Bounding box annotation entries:
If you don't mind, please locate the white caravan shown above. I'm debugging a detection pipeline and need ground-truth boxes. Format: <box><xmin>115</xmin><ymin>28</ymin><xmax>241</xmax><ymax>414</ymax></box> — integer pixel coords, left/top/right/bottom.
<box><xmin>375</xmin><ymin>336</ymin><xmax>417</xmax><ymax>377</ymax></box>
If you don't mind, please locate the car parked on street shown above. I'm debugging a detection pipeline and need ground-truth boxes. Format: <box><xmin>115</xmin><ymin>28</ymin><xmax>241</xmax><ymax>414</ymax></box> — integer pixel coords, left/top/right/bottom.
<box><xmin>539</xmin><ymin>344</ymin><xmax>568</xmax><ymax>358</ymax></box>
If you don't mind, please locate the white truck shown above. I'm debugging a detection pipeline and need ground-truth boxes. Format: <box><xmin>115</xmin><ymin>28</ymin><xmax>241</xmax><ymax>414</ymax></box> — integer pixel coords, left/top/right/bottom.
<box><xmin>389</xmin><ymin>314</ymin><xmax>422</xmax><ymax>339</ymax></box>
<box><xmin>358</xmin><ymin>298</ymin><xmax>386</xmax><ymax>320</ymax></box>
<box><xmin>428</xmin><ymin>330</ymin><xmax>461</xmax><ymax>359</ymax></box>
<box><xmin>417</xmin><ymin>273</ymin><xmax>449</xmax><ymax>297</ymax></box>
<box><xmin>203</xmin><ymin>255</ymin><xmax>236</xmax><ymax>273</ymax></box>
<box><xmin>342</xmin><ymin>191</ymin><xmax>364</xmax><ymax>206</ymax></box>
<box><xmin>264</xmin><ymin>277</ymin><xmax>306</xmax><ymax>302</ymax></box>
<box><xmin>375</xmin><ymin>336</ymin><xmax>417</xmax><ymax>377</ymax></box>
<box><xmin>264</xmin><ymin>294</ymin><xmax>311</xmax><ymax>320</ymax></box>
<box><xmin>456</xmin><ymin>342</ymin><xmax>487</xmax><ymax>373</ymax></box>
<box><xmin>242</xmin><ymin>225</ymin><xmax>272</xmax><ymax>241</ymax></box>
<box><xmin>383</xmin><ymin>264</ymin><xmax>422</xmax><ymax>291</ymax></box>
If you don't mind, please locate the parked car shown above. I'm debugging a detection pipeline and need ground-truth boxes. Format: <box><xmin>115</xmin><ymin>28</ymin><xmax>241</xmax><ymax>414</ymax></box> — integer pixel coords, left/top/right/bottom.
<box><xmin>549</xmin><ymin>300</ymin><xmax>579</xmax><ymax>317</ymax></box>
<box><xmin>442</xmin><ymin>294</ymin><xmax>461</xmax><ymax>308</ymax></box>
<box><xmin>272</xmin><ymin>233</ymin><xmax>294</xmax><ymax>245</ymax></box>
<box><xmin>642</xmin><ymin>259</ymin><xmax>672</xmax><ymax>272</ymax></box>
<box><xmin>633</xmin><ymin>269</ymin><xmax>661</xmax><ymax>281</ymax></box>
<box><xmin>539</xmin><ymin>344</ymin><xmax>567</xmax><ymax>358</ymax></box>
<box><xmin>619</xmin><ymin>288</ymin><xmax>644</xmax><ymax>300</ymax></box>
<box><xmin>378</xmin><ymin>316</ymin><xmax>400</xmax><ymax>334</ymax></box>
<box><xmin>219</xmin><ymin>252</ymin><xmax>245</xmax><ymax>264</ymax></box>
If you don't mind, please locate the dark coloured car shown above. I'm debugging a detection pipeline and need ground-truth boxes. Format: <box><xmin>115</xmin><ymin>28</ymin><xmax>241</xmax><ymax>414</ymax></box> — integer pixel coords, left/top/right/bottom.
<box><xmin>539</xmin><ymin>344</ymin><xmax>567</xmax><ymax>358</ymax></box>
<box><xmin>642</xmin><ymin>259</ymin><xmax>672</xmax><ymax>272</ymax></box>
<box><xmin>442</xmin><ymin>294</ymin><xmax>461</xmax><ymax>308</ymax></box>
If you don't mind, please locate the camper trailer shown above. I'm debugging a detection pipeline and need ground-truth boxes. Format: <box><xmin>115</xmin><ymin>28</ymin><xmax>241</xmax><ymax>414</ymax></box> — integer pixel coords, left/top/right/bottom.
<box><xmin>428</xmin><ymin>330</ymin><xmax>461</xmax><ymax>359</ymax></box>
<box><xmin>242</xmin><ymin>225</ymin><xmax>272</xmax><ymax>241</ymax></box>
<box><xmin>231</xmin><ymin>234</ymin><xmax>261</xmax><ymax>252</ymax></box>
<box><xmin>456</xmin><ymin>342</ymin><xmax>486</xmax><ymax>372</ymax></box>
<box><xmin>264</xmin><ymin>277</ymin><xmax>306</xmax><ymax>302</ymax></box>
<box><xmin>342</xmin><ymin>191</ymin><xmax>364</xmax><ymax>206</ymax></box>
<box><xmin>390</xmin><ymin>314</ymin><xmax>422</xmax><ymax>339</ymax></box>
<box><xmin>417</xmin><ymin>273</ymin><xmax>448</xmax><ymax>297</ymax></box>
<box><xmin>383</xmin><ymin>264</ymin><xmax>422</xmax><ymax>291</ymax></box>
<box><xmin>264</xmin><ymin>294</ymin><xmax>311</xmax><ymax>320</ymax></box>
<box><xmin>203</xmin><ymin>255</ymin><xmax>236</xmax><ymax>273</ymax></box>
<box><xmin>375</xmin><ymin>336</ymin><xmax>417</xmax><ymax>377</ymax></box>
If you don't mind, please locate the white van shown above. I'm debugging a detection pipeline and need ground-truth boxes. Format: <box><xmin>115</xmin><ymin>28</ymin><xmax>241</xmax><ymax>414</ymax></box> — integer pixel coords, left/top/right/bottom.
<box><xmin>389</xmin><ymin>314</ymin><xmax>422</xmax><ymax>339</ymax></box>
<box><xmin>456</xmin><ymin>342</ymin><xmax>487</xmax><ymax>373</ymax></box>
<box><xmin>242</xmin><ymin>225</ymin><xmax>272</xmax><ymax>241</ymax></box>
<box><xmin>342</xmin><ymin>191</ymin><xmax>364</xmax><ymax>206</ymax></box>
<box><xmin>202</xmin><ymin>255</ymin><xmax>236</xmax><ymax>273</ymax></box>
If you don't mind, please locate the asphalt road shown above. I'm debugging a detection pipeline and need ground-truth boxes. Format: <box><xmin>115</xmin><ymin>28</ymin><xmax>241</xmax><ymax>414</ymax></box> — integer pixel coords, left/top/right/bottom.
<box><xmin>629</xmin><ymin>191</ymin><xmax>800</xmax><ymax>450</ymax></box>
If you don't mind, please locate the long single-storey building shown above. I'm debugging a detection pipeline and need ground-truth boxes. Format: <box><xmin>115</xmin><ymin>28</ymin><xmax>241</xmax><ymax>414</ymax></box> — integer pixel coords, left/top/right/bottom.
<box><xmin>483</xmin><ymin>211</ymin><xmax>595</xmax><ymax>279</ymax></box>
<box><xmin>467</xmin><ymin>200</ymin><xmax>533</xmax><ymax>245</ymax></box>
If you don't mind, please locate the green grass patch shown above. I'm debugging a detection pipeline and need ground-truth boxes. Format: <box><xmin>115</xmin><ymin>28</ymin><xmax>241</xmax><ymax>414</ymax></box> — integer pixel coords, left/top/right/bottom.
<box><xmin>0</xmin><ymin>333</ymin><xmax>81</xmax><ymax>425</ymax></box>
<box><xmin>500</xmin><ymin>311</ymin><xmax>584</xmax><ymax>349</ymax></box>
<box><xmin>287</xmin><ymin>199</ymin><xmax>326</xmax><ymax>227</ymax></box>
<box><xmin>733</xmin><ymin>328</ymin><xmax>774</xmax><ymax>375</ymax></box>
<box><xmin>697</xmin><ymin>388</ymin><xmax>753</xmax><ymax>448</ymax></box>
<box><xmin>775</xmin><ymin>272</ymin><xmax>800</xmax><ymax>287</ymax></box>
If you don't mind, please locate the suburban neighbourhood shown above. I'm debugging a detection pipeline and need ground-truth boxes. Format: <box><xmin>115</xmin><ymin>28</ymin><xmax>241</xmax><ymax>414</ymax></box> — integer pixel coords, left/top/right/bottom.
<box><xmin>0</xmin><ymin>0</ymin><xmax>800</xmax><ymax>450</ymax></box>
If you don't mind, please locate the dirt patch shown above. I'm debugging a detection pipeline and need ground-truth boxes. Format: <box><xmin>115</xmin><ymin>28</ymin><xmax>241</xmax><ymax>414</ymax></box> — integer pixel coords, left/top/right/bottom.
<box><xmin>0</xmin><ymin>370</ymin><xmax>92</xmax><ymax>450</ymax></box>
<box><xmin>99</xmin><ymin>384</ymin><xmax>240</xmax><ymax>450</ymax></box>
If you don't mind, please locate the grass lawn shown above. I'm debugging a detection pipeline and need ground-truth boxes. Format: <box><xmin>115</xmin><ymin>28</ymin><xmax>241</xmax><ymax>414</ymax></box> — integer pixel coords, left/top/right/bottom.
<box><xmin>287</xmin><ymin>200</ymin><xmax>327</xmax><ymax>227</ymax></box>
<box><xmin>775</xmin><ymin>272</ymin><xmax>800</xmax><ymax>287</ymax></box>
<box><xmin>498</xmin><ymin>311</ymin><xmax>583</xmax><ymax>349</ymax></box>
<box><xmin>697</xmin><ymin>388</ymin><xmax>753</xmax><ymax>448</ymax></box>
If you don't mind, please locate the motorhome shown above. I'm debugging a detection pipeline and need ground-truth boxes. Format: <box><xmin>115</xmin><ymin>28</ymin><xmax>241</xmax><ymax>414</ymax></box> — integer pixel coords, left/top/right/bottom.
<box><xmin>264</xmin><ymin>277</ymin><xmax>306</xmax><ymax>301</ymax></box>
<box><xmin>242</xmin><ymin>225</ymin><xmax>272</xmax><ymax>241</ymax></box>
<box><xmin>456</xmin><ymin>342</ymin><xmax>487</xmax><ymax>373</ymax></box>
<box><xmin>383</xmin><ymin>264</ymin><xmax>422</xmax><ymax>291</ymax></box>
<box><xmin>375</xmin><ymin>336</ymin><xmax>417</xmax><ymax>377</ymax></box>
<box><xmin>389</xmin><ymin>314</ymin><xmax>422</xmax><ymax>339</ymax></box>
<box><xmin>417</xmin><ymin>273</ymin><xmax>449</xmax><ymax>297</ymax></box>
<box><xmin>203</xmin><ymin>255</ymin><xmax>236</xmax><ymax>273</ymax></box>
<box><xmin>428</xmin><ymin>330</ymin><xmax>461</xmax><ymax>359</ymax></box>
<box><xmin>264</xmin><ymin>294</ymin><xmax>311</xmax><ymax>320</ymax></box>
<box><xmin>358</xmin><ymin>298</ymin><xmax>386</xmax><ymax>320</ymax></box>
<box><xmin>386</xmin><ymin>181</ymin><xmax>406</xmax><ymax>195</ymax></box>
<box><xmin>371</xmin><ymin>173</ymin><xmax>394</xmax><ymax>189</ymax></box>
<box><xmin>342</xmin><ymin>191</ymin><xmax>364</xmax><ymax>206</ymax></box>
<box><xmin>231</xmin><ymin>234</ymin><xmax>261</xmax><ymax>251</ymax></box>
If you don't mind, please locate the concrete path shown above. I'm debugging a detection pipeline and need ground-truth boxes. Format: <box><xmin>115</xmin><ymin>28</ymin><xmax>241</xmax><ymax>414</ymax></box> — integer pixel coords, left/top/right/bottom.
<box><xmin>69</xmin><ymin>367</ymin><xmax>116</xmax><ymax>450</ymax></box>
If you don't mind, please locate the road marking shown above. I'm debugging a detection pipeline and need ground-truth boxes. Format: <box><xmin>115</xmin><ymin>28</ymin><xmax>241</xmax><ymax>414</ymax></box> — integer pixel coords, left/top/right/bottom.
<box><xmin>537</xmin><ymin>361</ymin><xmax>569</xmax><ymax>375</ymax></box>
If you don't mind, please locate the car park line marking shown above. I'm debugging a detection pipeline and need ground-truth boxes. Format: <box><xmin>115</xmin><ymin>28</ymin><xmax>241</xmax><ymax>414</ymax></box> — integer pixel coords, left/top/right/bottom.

Set exercise: Reproduce exactly the lines from the one with "If you don't mind, please locate the concrete" through the end of the entries above, both ends included.

Correct result:
If you don't mind, please locate the concrete path shown above. I'm debugging a detection pipeline and need ground-truth boxes. Format: <box><xmin>115</xmin><ymin>28</ymin><xmax>241</xmax><ymax>414</ymax></box> — integer pixel coords, left/top/right/bottom.
<box><xmin>69</xmin><ymin>367</ymin><xmax>116</xmax><ymax>450</ymax></box>
If you don't mind, please locate the road marking shown above. I'm debugging a detection pipeline and need ground-truth boxes. Format: <box><xmin>115</xmin><ymin>28</ymin><xmax>241</xmax><ymax>414</ymax></box> — integer pixel coords, left/top/right/bottom.
<box><xmin>537</xmin><ymin>361</ymin><xmax>569</xmax><ymax>375</ymax></box>
If you don't mind, please locate the car park line marking shown above. I'm debugging a detection pipeline and need ground-truth boxes. Format: <box><xmin>115</xmin><ymin>28</ymin><xmax>241</xmax><ymax>414</ymax></box> — integer pixel coords, left/top/right/bottom.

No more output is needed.